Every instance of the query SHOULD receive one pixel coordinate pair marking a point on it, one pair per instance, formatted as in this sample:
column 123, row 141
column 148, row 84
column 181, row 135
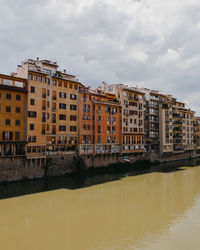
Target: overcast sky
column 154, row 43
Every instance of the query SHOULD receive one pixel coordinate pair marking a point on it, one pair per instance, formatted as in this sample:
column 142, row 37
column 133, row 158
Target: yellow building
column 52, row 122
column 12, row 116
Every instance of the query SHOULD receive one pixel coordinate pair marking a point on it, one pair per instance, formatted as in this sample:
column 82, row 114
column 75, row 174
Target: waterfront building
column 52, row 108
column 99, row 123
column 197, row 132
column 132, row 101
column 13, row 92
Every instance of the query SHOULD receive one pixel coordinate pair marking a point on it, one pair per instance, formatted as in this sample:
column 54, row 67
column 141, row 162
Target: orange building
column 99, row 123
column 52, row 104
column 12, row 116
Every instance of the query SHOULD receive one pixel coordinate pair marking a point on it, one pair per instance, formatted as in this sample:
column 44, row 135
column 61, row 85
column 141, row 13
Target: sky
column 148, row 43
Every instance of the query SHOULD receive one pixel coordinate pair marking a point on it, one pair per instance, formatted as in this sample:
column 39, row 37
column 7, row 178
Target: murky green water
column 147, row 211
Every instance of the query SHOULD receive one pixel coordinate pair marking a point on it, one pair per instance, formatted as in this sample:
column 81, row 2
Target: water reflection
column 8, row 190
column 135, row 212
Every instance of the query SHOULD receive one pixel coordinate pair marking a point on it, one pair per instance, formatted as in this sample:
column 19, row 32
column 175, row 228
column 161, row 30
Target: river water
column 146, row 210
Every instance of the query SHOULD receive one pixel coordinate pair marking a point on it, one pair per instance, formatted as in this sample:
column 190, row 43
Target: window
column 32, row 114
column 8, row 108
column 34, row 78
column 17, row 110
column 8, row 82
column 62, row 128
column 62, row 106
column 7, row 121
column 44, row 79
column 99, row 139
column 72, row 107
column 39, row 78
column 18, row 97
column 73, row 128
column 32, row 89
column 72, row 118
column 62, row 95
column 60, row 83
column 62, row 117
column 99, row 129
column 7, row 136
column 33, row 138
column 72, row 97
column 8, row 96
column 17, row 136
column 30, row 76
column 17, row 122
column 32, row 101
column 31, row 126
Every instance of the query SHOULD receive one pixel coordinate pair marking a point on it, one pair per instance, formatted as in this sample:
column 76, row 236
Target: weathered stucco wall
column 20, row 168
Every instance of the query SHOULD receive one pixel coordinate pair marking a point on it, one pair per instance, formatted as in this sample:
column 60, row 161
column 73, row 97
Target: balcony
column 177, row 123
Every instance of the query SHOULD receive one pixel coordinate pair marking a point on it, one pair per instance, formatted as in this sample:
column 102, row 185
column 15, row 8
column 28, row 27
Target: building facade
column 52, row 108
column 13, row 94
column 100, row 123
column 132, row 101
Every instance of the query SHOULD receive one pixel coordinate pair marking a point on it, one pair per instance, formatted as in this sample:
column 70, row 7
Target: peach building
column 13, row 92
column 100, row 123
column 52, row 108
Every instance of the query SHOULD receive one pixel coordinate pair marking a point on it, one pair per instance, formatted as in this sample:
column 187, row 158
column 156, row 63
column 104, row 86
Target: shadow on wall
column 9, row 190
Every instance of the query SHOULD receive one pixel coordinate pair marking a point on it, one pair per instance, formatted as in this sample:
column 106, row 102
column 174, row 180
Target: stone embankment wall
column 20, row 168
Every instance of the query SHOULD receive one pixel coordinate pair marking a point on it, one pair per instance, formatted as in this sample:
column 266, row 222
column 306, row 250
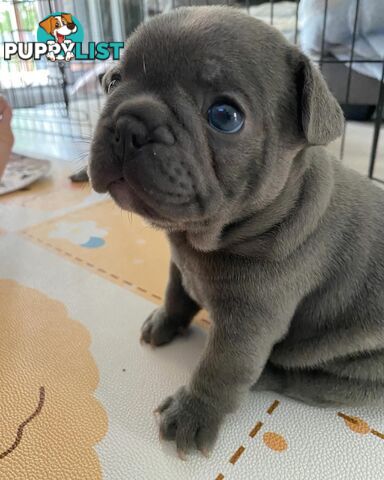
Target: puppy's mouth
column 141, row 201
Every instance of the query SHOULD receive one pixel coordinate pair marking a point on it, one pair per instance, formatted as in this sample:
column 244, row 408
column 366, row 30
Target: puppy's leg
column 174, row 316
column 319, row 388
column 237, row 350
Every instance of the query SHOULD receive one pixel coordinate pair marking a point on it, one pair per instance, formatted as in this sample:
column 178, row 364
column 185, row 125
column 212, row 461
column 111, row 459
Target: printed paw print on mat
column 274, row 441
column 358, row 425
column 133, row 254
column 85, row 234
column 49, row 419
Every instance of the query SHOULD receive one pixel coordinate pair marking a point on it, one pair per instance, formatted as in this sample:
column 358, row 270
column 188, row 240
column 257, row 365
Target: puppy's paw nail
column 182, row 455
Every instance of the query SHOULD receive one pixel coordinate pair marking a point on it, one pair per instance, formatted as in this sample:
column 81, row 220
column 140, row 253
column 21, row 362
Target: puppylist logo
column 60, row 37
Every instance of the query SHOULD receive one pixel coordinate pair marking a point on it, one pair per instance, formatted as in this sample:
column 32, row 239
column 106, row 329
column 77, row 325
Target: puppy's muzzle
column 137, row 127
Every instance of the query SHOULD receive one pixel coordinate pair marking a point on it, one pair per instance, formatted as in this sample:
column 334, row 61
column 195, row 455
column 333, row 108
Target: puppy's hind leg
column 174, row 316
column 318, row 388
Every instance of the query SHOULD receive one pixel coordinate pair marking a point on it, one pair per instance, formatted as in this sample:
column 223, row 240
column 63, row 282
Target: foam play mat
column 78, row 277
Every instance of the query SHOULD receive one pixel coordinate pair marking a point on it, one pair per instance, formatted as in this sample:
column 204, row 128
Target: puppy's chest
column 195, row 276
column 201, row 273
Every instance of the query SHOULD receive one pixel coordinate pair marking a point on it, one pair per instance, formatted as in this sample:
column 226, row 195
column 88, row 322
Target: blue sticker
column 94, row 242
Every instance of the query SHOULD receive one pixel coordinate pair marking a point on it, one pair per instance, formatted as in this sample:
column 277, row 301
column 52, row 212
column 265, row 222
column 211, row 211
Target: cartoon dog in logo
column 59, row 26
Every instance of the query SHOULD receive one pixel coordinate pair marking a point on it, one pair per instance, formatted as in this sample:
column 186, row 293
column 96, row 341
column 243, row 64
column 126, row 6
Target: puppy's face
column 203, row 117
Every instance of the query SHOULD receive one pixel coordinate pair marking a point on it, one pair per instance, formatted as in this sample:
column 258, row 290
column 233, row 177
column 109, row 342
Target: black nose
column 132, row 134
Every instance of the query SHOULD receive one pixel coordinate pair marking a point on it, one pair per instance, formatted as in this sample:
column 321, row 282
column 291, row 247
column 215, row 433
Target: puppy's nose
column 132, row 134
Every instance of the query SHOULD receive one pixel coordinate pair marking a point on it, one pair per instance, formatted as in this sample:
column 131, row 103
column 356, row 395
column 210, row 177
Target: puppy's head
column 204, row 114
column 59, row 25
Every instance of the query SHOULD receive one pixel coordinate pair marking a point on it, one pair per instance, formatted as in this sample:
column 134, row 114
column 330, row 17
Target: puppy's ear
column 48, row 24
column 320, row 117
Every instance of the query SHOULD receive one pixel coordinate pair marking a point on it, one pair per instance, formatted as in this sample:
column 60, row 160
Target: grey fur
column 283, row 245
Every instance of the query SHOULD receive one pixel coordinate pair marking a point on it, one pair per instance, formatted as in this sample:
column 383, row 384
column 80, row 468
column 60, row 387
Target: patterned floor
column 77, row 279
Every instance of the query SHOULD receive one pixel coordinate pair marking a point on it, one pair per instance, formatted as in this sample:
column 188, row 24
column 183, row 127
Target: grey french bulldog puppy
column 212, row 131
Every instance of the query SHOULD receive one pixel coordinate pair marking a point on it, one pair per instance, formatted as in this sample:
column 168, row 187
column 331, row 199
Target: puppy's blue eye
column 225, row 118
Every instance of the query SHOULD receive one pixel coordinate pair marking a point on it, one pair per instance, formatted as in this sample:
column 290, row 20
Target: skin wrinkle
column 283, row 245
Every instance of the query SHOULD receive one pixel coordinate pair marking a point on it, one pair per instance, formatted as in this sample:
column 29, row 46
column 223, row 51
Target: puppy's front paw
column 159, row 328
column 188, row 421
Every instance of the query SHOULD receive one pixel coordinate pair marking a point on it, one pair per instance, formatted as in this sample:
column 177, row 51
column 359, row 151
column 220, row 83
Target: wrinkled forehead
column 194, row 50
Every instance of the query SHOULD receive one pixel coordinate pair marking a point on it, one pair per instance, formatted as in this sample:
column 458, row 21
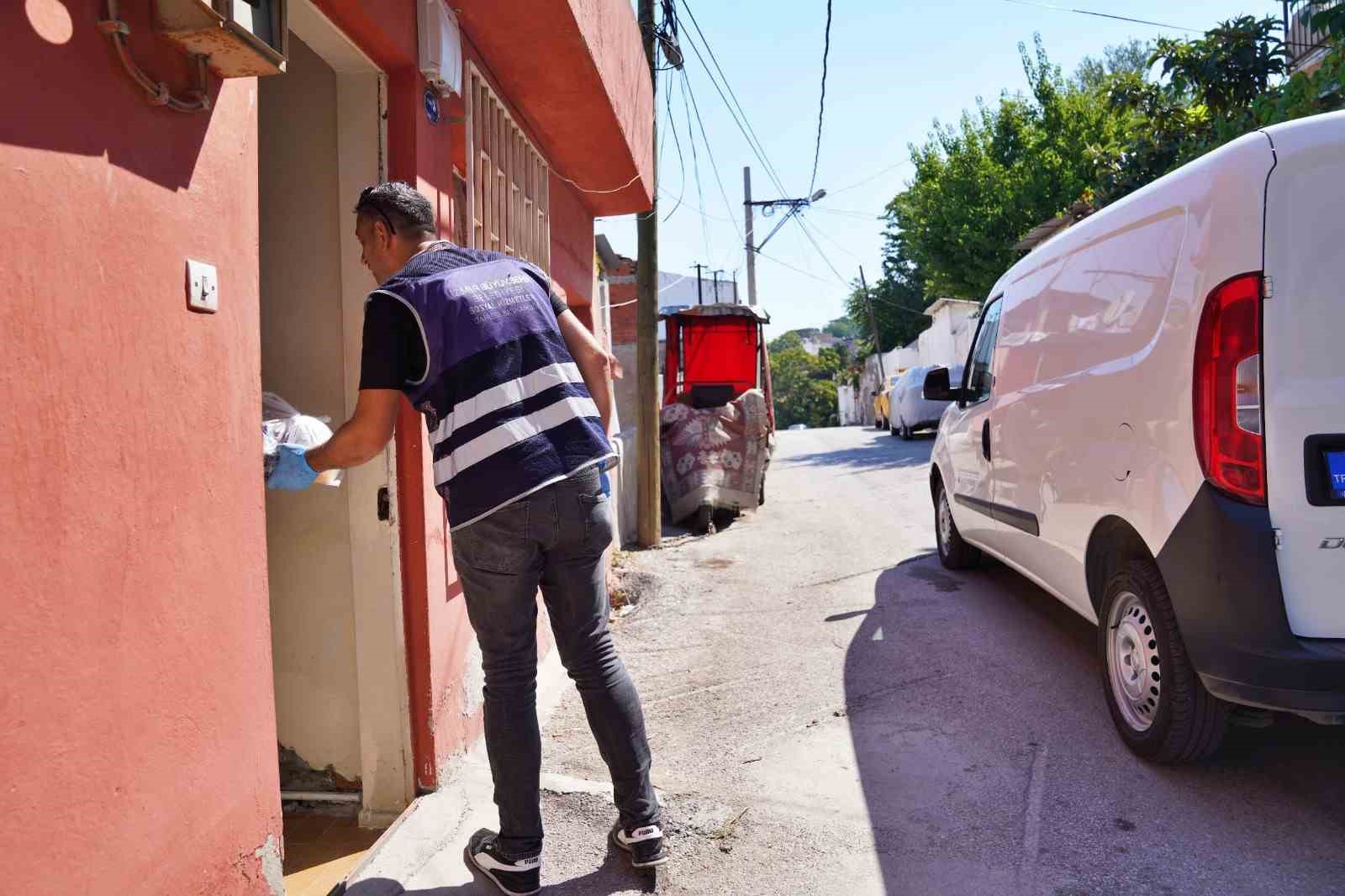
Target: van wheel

Aim: Collect every line of the listing above that contains the string "grey", copying each one in full.

Written answer:
Target: grey fur
Target: grey french bulldog puppy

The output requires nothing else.